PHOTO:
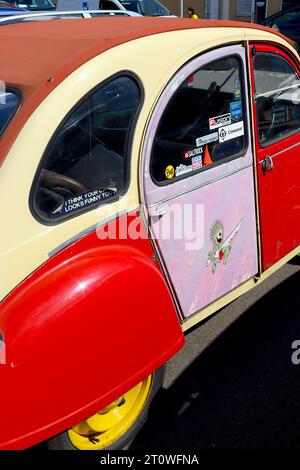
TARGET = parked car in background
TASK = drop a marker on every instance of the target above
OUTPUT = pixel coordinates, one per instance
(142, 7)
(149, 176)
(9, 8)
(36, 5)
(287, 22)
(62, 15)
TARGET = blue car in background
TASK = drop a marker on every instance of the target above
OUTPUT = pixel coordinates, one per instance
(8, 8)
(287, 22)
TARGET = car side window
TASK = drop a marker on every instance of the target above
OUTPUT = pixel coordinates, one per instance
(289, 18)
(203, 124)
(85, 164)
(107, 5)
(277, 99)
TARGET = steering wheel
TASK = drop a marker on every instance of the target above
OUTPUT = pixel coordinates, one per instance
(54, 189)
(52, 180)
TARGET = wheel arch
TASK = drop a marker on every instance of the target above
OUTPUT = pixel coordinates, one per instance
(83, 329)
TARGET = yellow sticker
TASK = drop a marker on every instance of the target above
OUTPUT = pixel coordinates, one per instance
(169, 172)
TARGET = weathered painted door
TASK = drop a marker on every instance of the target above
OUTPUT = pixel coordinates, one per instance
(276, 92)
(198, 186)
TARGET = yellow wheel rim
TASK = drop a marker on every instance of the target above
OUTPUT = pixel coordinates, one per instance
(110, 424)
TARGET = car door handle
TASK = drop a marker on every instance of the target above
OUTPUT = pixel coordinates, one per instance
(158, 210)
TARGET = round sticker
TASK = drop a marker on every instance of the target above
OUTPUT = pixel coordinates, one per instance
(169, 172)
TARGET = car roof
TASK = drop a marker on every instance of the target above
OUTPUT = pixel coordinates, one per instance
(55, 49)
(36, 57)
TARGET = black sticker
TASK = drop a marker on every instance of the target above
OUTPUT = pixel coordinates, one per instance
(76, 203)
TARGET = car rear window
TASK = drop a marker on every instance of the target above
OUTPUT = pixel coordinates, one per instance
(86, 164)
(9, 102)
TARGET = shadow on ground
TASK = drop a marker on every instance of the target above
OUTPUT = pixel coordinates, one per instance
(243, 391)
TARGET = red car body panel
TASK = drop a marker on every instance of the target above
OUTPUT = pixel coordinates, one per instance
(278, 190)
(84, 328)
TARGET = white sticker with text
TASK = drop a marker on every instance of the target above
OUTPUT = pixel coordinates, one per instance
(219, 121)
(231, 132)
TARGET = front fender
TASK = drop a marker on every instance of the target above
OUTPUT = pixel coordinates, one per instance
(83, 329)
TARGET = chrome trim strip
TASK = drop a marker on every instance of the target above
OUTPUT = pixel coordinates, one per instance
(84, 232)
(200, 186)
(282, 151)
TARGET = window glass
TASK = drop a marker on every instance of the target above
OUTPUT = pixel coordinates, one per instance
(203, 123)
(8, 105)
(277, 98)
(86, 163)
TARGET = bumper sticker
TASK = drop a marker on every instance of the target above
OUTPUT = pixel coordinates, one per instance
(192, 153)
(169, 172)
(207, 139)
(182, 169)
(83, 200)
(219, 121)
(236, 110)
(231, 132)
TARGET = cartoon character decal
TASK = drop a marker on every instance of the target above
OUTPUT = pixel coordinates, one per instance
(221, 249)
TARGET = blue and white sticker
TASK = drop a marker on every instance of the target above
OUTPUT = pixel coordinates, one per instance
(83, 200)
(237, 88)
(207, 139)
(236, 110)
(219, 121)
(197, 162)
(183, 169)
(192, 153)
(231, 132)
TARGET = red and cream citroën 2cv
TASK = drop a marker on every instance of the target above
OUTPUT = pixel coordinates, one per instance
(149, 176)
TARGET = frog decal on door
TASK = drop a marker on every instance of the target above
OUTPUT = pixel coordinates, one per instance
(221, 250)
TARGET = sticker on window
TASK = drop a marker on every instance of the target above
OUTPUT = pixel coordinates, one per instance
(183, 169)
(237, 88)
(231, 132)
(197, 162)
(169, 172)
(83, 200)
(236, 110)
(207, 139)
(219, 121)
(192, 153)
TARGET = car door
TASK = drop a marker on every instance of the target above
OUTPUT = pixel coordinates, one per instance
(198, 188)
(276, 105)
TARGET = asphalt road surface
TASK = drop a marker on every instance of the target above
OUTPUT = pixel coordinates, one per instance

## Work order
From the data above, write out everything exactly except the pictures.

## Written solution
PHOTO:
TARGET = parked car in background
TASK = drop a marker on every instance of the target above
OUTPUT = pixel coordinates, one per instance
(142, 7)
(149, 176)
(9, 8)
(36, 5)
(287, 22)
(62, 15)
TARGET = blue car in background
TASK = drop a marker on every instance of the target above
OUTPUT = pixel coordinates, one per instance
(8, 8)
(287, 22)
TARGET = car side window
TASK = drop a marker on every instance of the target above
OUTPUT = pixel coordinates, one per instance
(289, 18)
(203, 124)
(85, 164)
(107, 5)
(277, 99)
TARGET = steering wheel
TASK = drop a marker on every instance of the target above
OUTPUT = pixel coordinates, one per instance
(54, 189)
(52, 180)
TARGET = wheel arch
TASK = drop a marker on every instance of the target above
OUTPUT = pixel coordinates, one per instance
(83, 329)
TARGET = yellow sticker
TASK = drop a marker on every instance of the target above
OUTPUT = pixel coordinates, one per instance
(169, 172)
TARGET = weathered painted door
TASK = drop a marker on every instance of the target above
OUTPUT = pixel coordinates, one per instance
(276, 92)
(198, 186)
TARGET = yellow wheel rim
TASK = drop a marker on every instance of the target above
OUTPUT = pixel coordinates, one per instance
(110, 424)
TARGET = car door handle
TASK = drop a marker on every instance of the target above
OUTPUT = pixel coordinates, one per instance
(158, 210)
TARGET = round sticker
TASK = drop a marker on every instance of the target above
OUTPUT = pixel coordinates, one per instance
(169, 172)
TARGET = car roof
TASK = drop a marker on every instance of the target above
OUTPUT = pixel coordinates, one per instance
(55, 49)
(36, 57)
TARGET = black sticker
TASK = drop a marker on every instance of the target above
OUTPUT = pixel coordinates, one per instance
(76, 203)
TARGET = car rear window
TASK = drop a marker on every instance of the target above
OUTPUT = pixel coordinates, one per instance
(86, 164)
(9, 102)
TARGET = shadow on ground
TASK = drop a marker on every instance of the target above
OUTPUT = pixel coordinates, one per instance
(243, 391)
TARGET = red car body panel
TASK = drop a marker on every instance of the target above
OUTPUT = pixel coordinates, one per instance
(278, 190)
(84, 328)
TARGET = white sticker with text
TASK = drop a marker on every instance of the target above
OUTPUT = pixel coordinates, one per instance
(219, 121)
(231, 132)
TARGET = front fender
TASK = drop a marker on every instance of the target above
OUTPUT = pixel coordinates, one per instance
(83, 329)
TARGET = chrome trim strip
TASK = drop a marker on every instance of the target above
OUTPUT = pixel coordinates, one per instance
(84, 232)
(200, 186)
(282, 151)
TARGET = window glass
TASK = drop a marker on every instance of the target above
OUTPUT = pixel coordinates, one per instance
(203, 123)
(8, 105)
(277, 98)
(86, 163)
TARGET = bumper sticker
TASK = drop a marker on every instance of the target above
OUTPUT = pixel coordinates, one per instance
(192, 153)
(169, 172)
(207, 139)
(182, 169)
(83, 200)
(219, 121)
(236, 110)
(231, 132)
TARGET = cartoon character decal
TASK = drop a marker on every instance of the target above
OUTPUT = pixel coordinates, one per instance
(221, 249)
TARGET = blue and white sticker
TASK = drop a marker on every instance of the target above
OUTPUT = pixel coordinates, one per instance
(83, 200)
(237, 88)
(207, 139)
(236, 110)
(219, 121)
(197, 162)
(183, 169)
(192, 153)
(231, 132)
TARGET = red and cream citroën 2cv
TASK = drop a marker on every instance of the target above
OUTPUT = pixel coordinates, one per instance
(149, 176)
TARGET = frog decal on door
TASK = drop a marker on every instance of the target above
OUTPUT = pixel coordinates, one per instance
(221, 250)
TARGET = sticker on window
TASK = drop a marker on every instance of the target above
OUTPUT = pixel coordinates, one per instance
(183, 169)
(237, 88)
(231, 132)
(197, 162)
(169, 172)
(83, 200)
(236, 110)
(207, 139)
(219, 121)
(192, 153)
TARGET = car door
TASK = drop a marker on every instance of the target above
OUTPUT = pixel coordinates, one per instance
(198, 188)
(276, 105)
TARGET = asphalt road surface
TASK = drop a marker on every instance of the target above
OUTPUT = pixel coordinates, one per instance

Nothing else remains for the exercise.